**Required work**
Collect every line in the rows below that contains the word "mirror", copying each one as it appears.
*** Input records
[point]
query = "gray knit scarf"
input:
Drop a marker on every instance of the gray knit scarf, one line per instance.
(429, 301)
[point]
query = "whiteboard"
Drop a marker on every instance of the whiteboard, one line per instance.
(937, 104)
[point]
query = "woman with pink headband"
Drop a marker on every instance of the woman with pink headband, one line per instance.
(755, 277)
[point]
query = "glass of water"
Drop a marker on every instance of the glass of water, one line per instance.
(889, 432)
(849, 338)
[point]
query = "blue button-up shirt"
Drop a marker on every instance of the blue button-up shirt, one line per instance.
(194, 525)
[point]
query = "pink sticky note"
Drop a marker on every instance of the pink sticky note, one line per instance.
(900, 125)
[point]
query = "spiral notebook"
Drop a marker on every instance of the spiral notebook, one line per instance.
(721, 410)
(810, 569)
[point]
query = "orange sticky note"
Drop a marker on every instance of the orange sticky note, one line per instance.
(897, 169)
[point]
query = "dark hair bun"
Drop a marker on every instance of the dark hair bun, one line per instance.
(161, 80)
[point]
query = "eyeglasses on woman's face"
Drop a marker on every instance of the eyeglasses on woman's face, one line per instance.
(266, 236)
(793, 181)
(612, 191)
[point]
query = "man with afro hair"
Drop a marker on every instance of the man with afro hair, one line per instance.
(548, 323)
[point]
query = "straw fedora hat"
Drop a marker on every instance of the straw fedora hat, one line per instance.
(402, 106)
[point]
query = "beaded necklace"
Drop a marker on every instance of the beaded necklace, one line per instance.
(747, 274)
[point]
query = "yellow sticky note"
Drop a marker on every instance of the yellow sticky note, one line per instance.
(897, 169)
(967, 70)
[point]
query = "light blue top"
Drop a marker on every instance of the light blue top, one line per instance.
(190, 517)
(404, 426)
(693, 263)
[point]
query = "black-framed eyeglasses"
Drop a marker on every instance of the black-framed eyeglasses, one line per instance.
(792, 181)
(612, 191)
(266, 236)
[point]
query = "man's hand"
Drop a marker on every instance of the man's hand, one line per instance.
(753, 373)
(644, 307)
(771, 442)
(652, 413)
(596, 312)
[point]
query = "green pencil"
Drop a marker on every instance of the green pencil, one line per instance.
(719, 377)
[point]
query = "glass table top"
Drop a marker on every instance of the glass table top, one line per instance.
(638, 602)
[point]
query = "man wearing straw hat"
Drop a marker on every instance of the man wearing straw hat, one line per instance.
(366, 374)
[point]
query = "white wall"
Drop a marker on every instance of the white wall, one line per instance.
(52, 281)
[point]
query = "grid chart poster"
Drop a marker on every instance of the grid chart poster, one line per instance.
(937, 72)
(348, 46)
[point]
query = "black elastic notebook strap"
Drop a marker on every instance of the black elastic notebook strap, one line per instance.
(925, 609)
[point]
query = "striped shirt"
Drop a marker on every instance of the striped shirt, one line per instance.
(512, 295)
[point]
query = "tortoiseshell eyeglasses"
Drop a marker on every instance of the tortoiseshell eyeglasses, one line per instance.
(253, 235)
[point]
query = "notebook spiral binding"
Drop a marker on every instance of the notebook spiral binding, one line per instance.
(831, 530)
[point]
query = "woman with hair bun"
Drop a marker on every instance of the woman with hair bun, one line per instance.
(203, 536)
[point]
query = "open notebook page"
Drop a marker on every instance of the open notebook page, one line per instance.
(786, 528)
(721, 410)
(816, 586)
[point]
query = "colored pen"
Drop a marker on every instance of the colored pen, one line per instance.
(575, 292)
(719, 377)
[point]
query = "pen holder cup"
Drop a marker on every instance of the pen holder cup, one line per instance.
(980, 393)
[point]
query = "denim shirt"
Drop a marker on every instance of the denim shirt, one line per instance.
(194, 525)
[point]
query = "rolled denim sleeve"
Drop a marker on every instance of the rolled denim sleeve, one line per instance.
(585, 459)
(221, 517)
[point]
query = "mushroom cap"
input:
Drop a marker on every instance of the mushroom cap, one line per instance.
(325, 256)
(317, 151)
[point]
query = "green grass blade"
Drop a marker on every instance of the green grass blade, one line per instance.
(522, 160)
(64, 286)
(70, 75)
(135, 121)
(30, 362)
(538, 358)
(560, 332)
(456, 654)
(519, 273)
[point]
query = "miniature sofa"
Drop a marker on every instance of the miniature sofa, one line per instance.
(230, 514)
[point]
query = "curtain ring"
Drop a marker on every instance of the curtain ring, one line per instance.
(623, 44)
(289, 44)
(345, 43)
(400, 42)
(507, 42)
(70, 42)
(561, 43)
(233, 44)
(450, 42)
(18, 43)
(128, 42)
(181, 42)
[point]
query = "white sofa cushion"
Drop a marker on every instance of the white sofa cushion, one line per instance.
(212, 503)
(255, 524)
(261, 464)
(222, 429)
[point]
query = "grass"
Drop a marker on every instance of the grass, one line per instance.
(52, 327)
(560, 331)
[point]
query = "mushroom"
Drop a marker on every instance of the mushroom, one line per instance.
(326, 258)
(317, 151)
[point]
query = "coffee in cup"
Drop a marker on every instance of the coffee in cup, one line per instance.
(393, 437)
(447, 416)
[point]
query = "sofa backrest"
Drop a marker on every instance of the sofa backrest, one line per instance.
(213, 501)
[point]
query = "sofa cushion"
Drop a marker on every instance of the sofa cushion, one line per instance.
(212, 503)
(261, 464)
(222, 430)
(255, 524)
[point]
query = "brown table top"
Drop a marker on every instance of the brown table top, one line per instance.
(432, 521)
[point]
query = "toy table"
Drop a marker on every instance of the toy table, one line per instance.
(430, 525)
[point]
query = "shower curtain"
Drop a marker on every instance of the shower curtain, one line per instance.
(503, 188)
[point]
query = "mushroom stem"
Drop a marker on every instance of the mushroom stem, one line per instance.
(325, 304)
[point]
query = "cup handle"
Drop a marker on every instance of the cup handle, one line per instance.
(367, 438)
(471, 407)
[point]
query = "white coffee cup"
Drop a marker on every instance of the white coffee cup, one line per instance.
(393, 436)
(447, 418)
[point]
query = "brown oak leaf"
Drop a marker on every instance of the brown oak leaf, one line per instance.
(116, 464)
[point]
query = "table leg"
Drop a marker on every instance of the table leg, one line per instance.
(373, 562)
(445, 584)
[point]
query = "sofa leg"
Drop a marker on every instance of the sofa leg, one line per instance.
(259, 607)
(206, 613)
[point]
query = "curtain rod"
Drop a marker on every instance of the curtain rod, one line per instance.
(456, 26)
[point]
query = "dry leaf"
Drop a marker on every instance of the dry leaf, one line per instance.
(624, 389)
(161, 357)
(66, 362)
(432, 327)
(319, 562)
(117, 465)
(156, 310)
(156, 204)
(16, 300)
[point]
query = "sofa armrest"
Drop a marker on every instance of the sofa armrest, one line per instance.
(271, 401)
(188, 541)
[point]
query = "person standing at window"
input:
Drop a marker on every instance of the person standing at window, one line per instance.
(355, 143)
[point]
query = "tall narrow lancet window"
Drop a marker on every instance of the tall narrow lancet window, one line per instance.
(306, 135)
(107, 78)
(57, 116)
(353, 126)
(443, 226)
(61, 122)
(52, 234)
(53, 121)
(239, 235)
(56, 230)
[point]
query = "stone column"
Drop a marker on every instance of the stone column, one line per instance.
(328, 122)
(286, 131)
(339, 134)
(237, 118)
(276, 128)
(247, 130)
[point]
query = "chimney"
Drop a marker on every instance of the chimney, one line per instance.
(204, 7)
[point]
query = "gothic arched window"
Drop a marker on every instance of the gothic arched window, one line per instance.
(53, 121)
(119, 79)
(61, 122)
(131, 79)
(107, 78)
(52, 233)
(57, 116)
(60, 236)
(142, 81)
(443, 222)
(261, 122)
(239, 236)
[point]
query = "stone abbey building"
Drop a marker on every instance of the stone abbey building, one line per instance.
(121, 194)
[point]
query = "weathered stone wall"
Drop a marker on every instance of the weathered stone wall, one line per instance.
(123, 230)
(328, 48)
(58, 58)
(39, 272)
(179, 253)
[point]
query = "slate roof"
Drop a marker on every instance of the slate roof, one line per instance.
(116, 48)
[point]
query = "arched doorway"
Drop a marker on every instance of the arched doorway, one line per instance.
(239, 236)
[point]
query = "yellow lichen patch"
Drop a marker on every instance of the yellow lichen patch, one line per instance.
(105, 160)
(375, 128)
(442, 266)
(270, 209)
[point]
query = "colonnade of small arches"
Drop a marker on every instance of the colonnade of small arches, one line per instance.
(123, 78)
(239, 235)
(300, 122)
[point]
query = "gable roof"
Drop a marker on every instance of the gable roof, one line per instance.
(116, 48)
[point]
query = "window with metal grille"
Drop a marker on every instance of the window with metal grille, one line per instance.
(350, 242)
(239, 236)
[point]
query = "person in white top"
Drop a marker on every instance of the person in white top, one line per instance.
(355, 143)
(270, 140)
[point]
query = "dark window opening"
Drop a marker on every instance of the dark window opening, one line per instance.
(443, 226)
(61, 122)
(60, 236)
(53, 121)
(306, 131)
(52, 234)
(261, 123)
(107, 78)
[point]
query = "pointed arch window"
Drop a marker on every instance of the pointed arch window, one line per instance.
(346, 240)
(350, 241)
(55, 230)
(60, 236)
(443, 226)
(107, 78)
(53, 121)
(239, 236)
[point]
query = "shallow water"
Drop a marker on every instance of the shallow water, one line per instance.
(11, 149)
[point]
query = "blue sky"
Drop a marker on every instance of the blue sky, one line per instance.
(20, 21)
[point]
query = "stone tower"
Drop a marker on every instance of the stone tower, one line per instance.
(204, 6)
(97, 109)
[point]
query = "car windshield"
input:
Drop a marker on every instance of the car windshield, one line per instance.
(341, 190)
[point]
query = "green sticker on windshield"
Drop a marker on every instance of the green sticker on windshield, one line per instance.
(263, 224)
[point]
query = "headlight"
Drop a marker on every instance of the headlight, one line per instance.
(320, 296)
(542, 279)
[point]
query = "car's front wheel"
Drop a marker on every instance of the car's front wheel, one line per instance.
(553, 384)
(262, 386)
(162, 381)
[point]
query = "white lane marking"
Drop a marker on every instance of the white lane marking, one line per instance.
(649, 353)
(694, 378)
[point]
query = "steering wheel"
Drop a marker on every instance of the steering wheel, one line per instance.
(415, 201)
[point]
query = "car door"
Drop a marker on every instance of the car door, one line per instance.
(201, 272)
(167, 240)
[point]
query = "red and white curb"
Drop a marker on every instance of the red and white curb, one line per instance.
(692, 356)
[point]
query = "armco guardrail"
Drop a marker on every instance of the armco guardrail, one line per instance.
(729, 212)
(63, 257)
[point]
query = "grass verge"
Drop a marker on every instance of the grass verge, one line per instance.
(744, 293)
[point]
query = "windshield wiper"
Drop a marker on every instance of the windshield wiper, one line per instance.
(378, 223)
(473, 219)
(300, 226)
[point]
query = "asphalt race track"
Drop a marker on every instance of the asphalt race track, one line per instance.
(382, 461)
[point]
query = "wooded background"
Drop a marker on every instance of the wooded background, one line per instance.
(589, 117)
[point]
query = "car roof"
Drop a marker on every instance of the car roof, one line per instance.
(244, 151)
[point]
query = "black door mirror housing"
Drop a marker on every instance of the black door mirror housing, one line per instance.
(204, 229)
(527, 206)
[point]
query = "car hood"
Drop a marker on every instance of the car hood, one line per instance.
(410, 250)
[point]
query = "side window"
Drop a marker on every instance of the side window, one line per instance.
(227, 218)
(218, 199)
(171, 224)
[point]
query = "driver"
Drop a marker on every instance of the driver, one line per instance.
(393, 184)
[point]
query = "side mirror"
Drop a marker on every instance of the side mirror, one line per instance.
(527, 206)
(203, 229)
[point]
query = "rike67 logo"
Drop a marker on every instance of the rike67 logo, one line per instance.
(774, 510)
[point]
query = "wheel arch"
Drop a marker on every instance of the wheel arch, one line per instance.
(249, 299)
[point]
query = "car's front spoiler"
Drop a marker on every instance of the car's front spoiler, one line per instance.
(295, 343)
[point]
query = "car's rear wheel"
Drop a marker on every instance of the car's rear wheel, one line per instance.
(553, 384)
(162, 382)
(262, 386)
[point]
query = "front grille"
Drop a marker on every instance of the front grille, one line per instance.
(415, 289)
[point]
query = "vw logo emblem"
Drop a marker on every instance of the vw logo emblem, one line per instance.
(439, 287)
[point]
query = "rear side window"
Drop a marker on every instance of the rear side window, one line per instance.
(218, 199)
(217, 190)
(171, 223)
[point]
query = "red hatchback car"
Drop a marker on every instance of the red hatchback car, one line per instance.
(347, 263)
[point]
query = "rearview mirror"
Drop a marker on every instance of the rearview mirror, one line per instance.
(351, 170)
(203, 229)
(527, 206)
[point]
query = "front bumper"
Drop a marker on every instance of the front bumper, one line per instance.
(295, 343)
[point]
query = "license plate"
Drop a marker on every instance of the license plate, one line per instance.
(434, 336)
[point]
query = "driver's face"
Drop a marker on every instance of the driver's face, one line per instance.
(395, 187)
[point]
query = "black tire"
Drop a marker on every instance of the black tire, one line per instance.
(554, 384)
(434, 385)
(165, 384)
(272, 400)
******
**Reply to the task**
query = "black door mirror housing"
Drop a marker on every instance of the black door mirror housing, one line per instance.
query = "side mirror"
Drop a marker on every instance of the side mirror, one line per instance.
query = "rearview mirror"
Drop a marker on every instance of the rearview mirror, one line per instance.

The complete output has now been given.